(Pointing dataset records)

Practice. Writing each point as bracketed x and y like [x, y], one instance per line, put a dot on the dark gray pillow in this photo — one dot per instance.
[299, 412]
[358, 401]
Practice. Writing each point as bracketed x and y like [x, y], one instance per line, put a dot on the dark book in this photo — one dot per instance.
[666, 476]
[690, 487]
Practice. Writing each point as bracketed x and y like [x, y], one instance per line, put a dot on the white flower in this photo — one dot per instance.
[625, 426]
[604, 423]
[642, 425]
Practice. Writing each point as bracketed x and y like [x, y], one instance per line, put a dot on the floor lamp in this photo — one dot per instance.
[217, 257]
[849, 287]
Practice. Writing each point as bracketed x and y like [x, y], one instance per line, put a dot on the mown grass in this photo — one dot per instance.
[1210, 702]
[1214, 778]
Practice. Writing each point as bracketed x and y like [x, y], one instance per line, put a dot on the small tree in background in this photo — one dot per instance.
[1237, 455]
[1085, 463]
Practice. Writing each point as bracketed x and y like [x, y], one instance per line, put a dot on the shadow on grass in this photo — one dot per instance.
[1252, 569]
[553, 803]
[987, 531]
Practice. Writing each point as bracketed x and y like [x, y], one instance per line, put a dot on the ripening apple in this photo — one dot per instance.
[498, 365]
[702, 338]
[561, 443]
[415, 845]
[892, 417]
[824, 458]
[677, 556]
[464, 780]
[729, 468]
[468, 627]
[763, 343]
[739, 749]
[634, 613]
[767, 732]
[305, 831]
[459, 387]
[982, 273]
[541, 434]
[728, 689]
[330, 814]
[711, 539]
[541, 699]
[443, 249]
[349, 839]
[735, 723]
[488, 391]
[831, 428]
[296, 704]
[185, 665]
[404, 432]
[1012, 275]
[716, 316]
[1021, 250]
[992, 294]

*REQUIRED WORK:* Can you write out the rows again, beginning at the line that has "on the floor" and stopping after the line that has "[1214, 778]", with the requests unchanged but 123 added to each coordinate in the answer points (leaving the [x, y] format sample in the requests as is)?

*SOLUTION TO THE PROBLEM:*
Practice. Writing each point as bracketed x and y like [x, y], one instance per line, put a dot on the floor lamp in this photo — one dot per instance.
[340, 380]
[972, 410]
Practice. Writing each point as bracketed x and y like [x, y], one instance per line, put a dot on the mown grass in this photo — one dot per instance.
[1333, 825]
[1337, 901]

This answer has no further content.